[RECORDS PROVIDED Boundary: Start]
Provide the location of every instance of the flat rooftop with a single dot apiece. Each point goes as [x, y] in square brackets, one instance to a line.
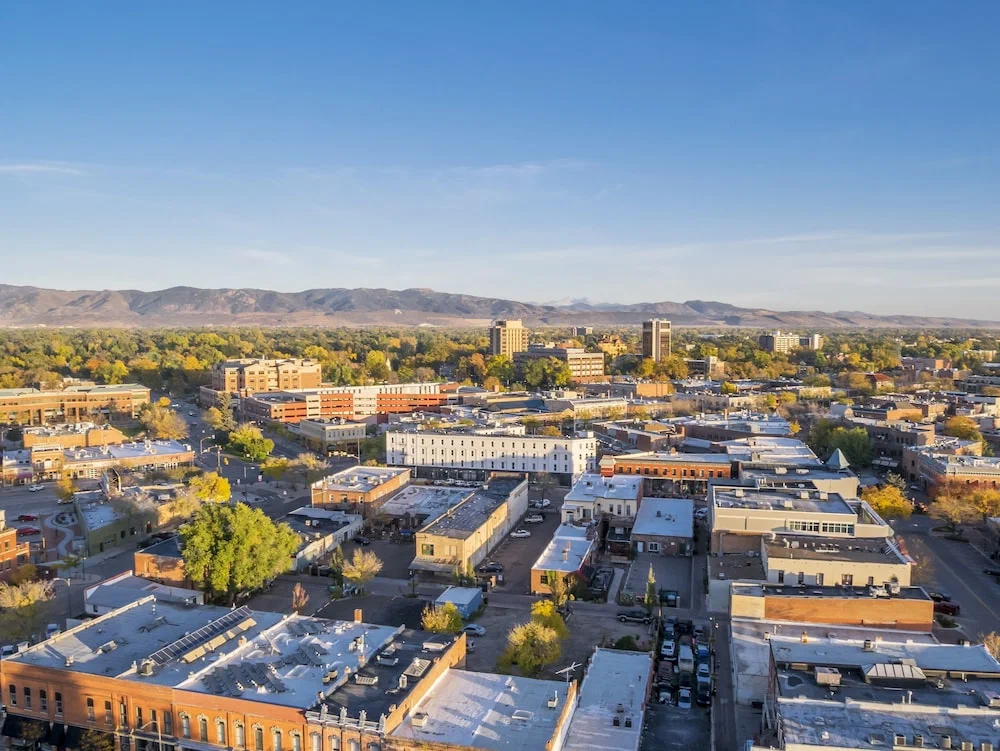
[271, 658]
[614, 678]
[488, 711]
[466, 518]
[592, 486]
[118, 452]
[805, 590]
[359, 479]
[859, 550]
[424, 501]
[665, 517]
[866, 725]
[566, 551]
[780, 499]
[RECORDS PROVIDED Boundary: End]
• [WHAT IS REQUIRED] Your copy of the entries should be exact and free of pictures.

• [EXERCISE ANSWER]
Provide the location of every instance of the flat rooftop with a single dot apiece. Each point goes as [x, y] in square brackets, one instance to a line.
[271, 658]
[614, 678]
[488, 711]
[466, 518]
[592, 486]
[118, 452]
[805, 590]
[359, 479]
[859, 550]
[424, 501]
[665, 517]
[866, 725]
[566, 551]
[780, 499]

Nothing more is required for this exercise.